=== Work required ===
Turn the listing below into a numbered list with no blank lines, and leave the pictures out.

Start Record set

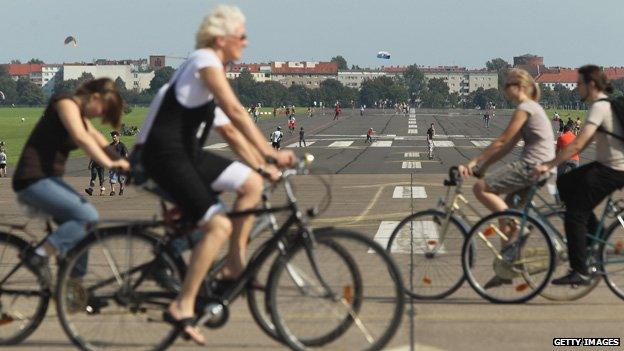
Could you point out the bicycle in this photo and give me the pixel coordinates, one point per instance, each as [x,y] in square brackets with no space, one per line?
[131,286]
[430,146]
[429,242]
[25,289]
[517,266]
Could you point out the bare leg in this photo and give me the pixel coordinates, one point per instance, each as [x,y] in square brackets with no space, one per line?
[494,203]
[217,230]
[248,197]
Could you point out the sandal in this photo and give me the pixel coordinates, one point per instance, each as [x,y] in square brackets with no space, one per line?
[181,324]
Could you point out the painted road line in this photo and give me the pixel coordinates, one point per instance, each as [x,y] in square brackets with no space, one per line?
[308,143]
[406,192]
[423,234]
[341,143]
[411,164]
[382,143]
[481,143]
[215,146]
[443,143]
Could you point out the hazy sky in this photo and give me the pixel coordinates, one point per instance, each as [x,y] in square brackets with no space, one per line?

End Record set

=== Expected answer ===
1. Could you point out the bicycle in this photo and give me the pixel coordinates, one point per instance, each as [x,y] in square brackets with no space, one per line?
2. [131,286]
3. [430,146]
4. [429,242]
5. [25,289]
6. [517,266]
7. Could you point out the bare leg in this photo and give me the pixel coordinates, one point per instance, each as [x,y] in square brackets with no space, one per line?
8. [494,203]
9. [217,230]
10. [248,197]
11. Could you point out the sandal in this photo and give me the pixel coordinates, one point per instance, each as [x,y] in square brackets with no space, one per line?
12. [181,324]
13. Could you point out the painted road line in this photo and give me the pixel coordinates, one point per instance, each as [x,y] in square brackets with no space, one per line?
14. [308,143]
15. [406,192]
16. [423,234]
17. [341,143]
18. [411,164]
19. [382,143]
20. [481,143]
21. [215,146]
22. [443,143]
23. Could you point out the hazy sky in this photo and give me the pixel coordinates, one point per instance, each as [x,y] in square brackets with no space, one per line?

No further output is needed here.